[Begin Document extract]
Lush, the specialty bath-and-body retailer, is realizing impressive sales growth in a highly competitive retail climate: worldwide sales grew 121 percent over the past five years to $1 billion this year, with nearly 1,000 stores in 50 countries. Sales in North America are expected to be $560 million this year, a whopping 250 percent increase over the last five years. And, Lush is projecting more than $1 billion in sales in North America alone over the next five years, where it operates 250 stores.

How is this privately-owned company sustaining such staggering growth? In short, by keeping its brand values intact and focusing relentlessly on innovation.

“Lush has always stayed true to itself. Our founders and values are still the same as they were 25 years ago, and that is incredibly unique,” said Brandi Halls, Director of Brand Communications at Lush. The brand was founded in 1995 in Poole, a small seaside town in England, by Mark Constantine and his wife Mo, together with three other founders, who still lead Lush, with the exception of one retired founder.

“We are who we say we are. We continue to fight animal testing, we still buy ingredients ethically no matter how difficult and our products are still handmade. We were doing green beauty before it was a trendy thing to do. Other brands were not quite as extreme or bold as us,” Brandi said.

With Lush’s massively increased reach and impact comes a huge pressure to fill the innovation pipeline.

“There are 500 SKUs on any given day, plus up to 200 new products and gifts launched every year,” said Brandi. “We are adding entire new ranges, new layers and textures to our products, not just new fragrances. We continue to delight and surprise our customers.” For example, the brand will be launching a solid mouthwash tab in the U.S. this August, offering convenience minus the alcohol.

“Lush has always been ahead of the trends with product innovation. We developed bath bombs, solid shampoo bars and shower jellies in the late nineties, early 2000s. The trends are finally catching up with our innovation,” Brandi said.

Mindful of their 18-year-old to 35-year-old core consumer, Lush is continually developing new ways to make its products even more shareable on social media. “Our product innovators innovate with an eye to user-generated content.”

For the past 15 years, Lush has focused on growing its reach and building new markets. Now, the brand is adjusting its strategy to protect and nurture the customer retail experience.

“With 250 percent growth in North America, we haven’t had enough room in our stores to offer the full Lush experience,” said Brandi. “Our customers are used to trying our products, having one-on-one product demonstrations, and we can’t offer them that in 500-square-foot stores.”
[End Document extract]
[Begin Data in this exercise]
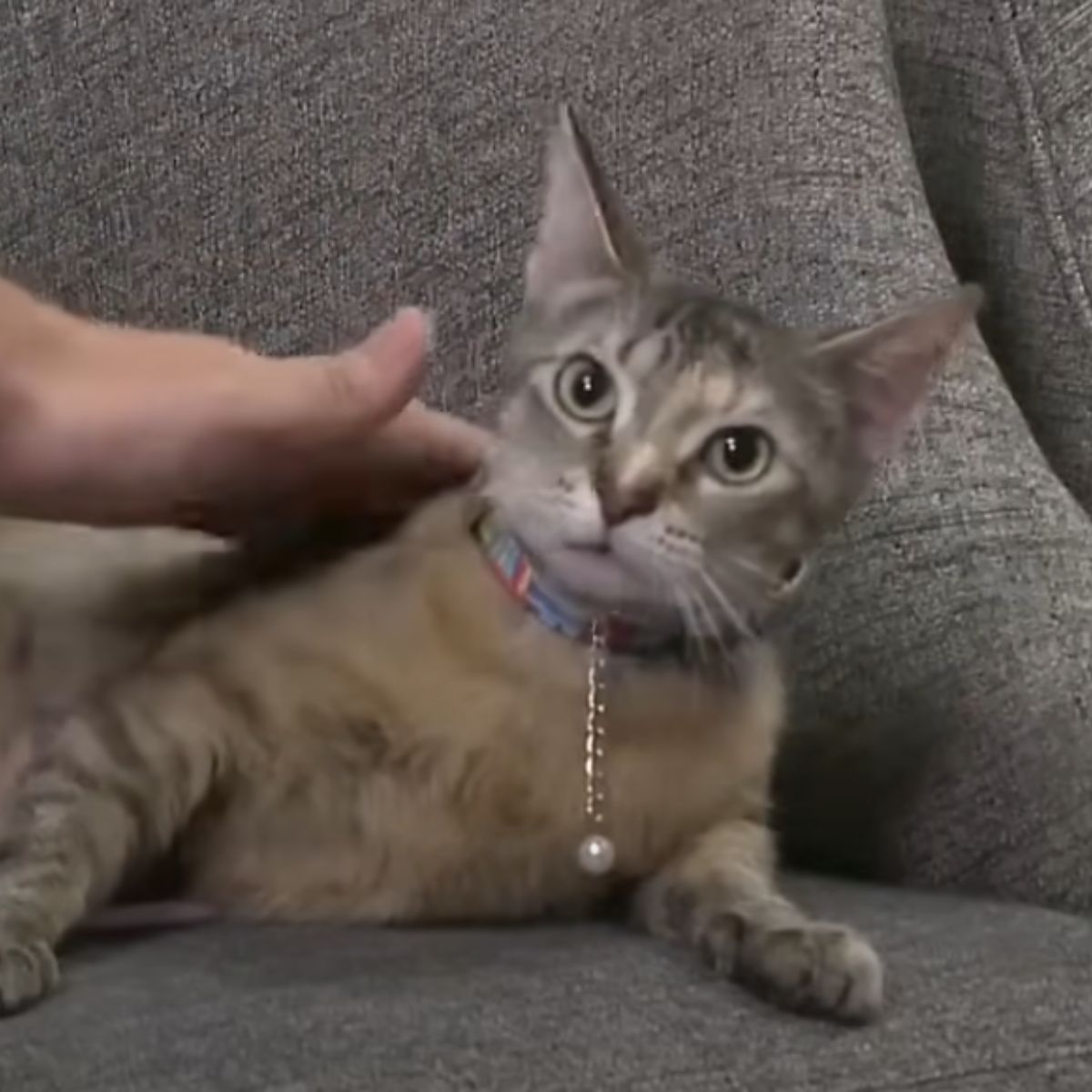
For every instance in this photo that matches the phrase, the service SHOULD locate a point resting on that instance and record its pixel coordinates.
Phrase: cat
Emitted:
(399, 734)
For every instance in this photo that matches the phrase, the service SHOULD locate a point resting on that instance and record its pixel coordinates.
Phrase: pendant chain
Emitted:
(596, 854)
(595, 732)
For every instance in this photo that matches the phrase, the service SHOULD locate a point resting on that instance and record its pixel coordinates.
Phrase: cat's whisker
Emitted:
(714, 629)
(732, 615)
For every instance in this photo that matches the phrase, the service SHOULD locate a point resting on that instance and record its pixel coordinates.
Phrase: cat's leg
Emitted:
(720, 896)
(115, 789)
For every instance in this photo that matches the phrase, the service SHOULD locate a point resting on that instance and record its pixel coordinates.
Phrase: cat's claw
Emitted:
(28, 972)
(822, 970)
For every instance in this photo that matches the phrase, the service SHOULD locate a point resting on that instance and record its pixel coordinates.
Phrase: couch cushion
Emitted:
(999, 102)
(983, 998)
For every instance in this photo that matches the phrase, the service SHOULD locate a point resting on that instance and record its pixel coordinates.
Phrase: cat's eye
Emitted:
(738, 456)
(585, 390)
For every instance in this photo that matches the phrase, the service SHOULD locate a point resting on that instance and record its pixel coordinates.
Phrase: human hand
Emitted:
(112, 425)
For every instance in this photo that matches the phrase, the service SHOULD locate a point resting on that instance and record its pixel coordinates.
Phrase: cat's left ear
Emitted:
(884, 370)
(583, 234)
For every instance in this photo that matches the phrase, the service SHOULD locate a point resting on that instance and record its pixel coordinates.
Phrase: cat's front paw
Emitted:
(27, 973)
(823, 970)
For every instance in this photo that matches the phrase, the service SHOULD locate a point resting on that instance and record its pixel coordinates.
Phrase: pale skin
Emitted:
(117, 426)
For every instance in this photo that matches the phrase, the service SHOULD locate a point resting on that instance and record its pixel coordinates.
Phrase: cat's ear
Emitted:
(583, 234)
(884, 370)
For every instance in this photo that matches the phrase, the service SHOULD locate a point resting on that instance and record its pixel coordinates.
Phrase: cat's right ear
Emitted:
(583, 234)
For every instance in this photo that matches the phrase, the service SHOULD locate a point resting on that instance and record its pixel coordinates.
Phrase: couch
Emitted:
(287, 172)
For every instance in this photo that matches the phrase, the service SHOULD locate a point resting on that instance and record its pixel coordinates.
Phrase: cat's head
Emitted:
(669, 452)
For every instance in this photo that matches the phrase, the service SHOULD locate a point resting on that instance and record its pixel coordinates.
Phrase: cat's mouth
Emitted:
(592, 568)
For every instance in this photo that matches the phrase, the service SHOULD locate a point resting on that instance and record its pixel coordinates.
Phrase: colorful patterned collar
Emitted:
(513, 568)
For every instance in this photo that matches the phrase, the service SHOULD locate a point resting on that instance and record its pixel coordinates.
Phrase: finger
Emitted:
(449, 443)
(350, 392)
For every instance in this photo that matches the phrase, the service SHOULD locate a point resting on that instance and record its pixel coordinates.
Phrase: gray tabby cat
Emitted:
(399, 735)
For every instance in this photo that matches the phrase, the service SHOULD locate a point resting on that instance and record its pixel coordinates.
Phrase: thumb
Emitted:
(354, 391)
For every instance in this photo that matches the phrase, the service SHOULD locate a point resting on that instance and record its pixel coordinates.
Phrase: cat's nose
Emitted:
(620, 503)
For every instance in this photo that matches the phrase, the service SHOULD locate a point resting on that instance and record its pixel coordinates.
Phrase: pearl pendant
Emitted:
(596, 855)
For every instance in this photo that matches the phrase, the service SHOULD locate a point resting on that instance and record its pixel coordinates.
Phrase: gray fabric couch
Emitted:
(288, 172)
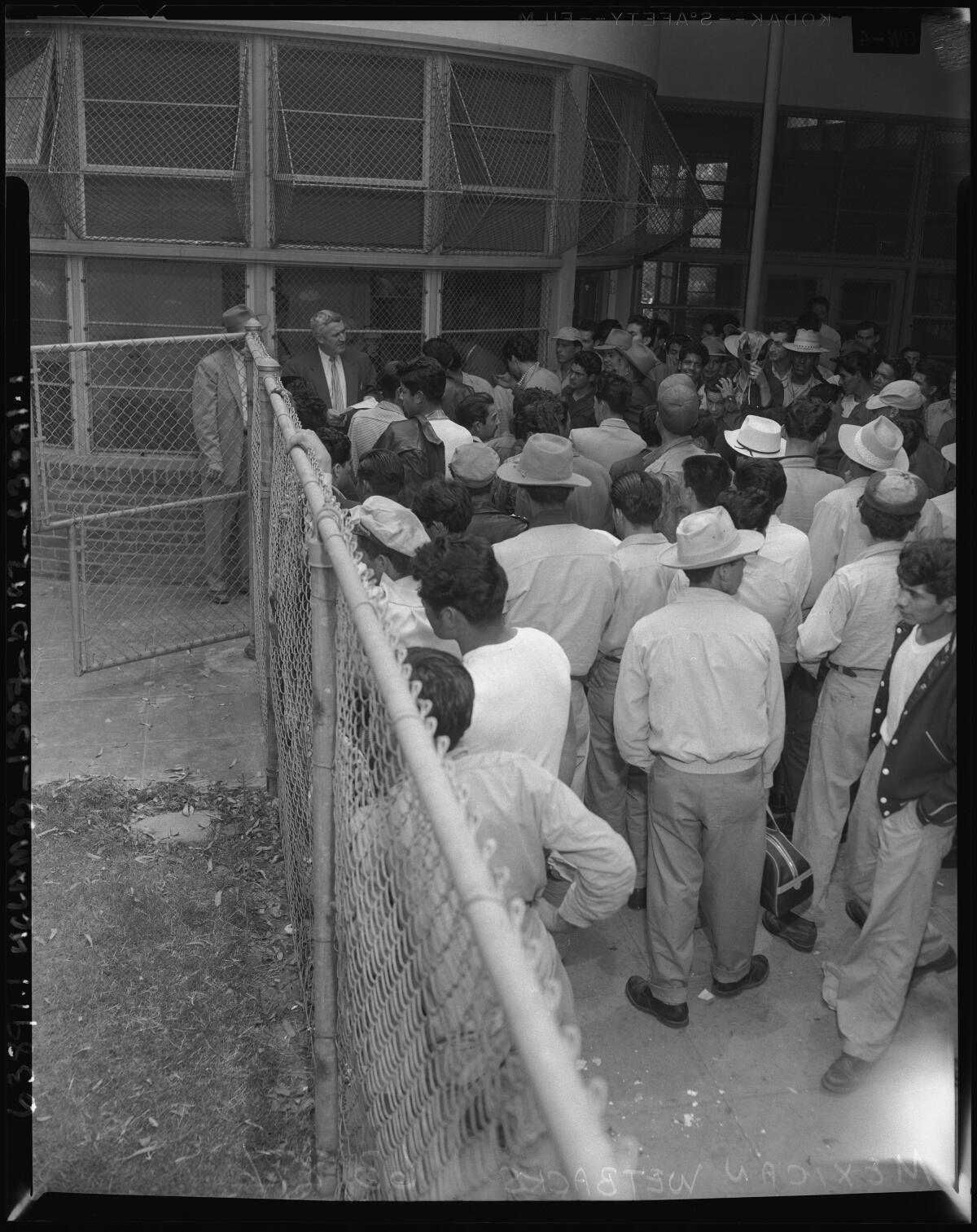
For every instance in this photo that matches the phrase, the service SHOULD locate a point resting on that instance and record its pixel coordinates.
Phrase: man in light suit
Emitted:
[End Data in this exercise]
◆ **Requirements**:
• 1. Based on the text about Lush's growth, say whether each statement agrees with it: (a) Lush was founded in 1995 in Poole, England; (b) every one of Lush's founders still leads the company; (c) the solid mouthwash tab launching in the U.S. contains alcohol. Answer yes or no for each, and quote the deciding words of the text.
• 2. Pull out every line of the records that contains the word "couch".
The text and the records were drawn from different sources.

◆ **Answers given**:
• 1.
(a) Yes: "The brand was founded in 1995 in Poole, a small seaside town in England"
(b) No: "who still lead Lush, with the exception of one retired founder"
(c) No: "offering convenience minus the alcohol"

• 2.
Phrase: couch cushion
Phrase: couch
Phrase: gray fabric couch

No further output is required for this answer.